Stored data
Start of Block

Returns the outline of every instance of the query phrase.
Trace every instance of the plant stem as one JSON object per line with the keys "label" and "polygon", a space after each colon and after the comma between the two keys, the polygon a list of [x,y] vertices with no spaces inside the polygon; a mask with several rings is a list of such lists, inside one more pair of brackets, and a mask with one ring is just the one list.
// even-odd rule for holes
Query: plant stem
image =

End of Block
Start of Block

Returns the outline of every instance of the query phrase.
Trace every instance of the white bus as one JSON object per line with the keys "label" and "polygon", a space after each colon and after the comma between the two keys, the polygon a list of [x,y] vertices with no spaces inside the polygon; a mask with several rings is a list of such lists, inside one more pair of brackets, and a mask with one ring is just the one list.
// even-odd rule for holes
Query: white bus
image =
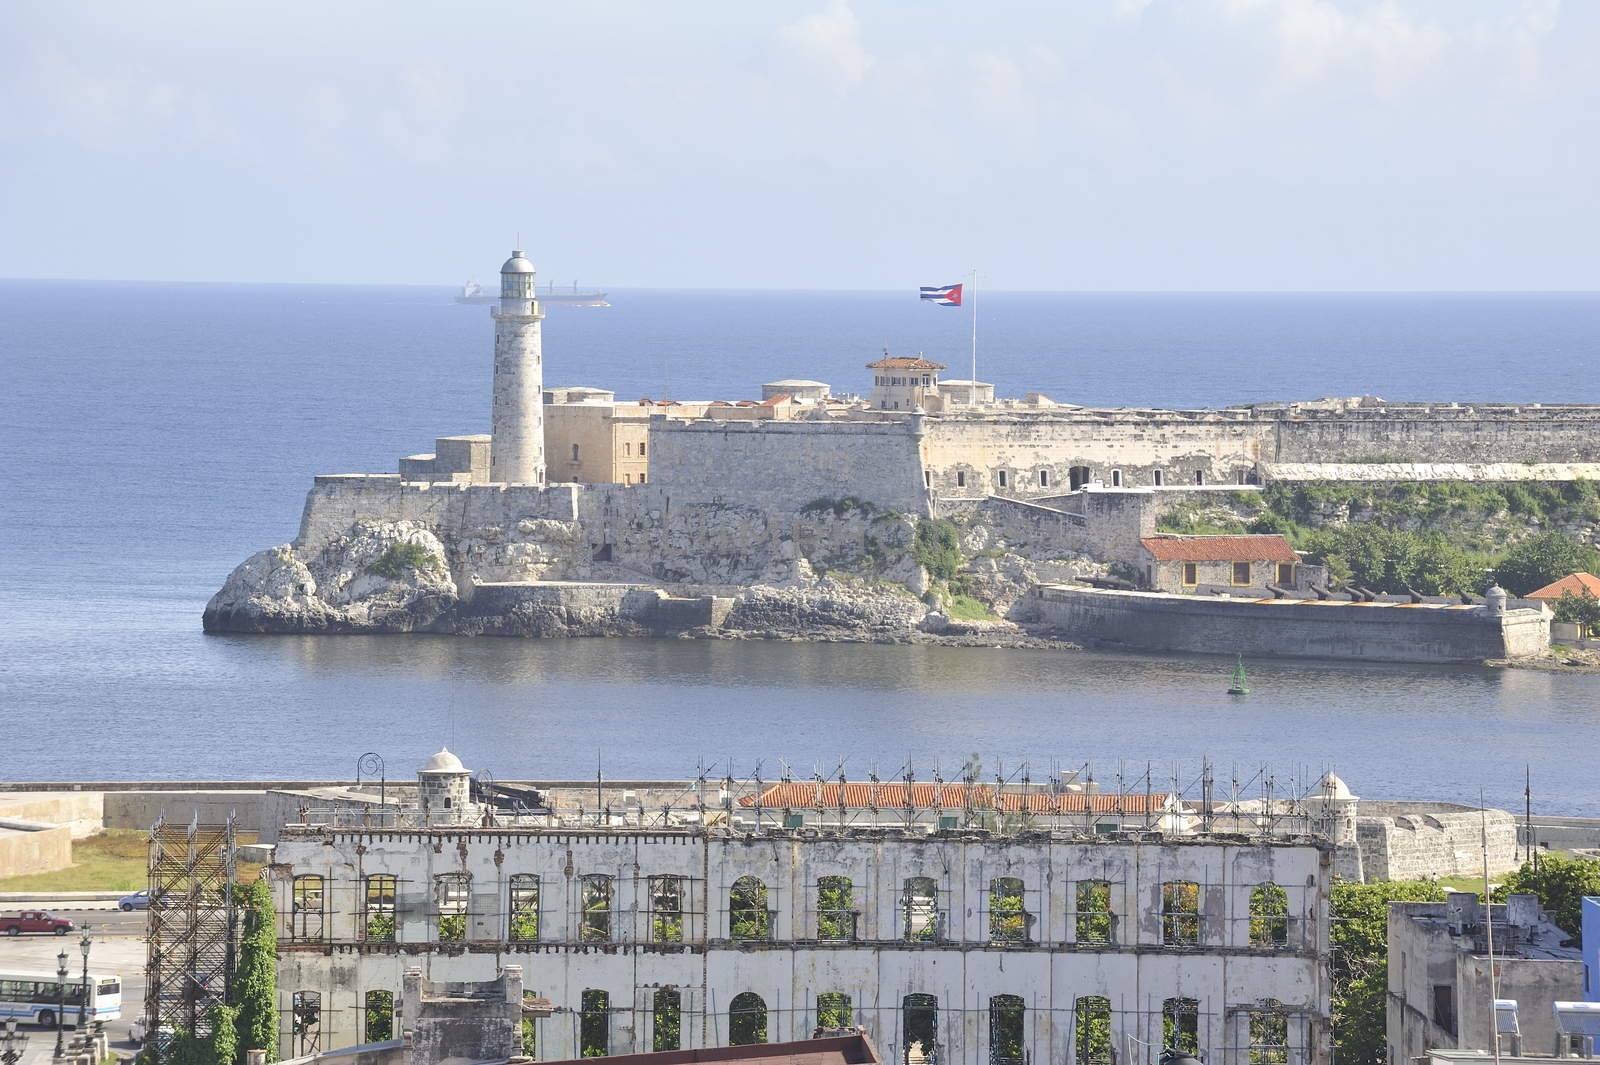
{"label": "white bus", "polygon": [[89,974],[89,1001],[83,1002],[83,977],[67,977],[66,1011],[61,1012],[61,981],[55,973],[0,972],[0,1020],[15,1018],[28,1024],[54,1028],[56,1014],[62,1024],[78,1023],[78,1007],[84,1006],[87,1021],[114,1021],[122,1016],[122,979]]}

End of Block
Start of Block

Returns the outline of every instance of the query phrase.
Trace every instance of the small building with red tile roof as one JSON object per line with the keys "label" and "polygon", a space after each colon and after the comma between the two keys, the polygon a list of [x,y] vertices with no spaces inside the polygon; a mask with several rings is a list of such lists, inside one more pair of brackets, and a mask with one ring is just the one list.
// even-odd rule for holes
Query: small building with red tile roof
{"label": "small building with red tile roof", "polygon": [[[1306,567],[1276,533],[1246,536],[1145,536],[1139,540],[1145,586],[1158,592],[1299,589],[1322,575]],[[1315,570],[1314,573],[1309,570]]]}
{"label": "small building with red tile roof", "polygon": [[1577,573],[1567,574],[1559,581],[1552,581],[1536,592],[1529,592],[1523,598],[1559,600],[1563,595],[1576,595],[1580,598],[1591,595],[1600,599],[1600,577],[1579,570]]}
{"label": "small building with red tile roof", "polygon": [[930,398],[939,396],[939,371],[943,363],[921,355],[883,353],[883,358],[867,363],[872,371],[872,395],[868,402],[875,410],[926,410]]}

End of Block

> [Work instruction]:
Reproduce exactly the section above that begins at the line containing "Trace every instance of the white" and ends at the line containing "Query: white bus", leaving out all other lines.

> [Answer area]:
Trace every instance of the white bus as one JSON object per line with the keys "label" and "polygon", a space after each colon and after the comma between the two keys, the polygon a list of [x,y] vertices with no spaces inside the polygon; a mask with several rings is a list of such lists, inside one more pair of brackets, and a mask with one ring is just the one list.
// even-odd rule for holes
Query: white bus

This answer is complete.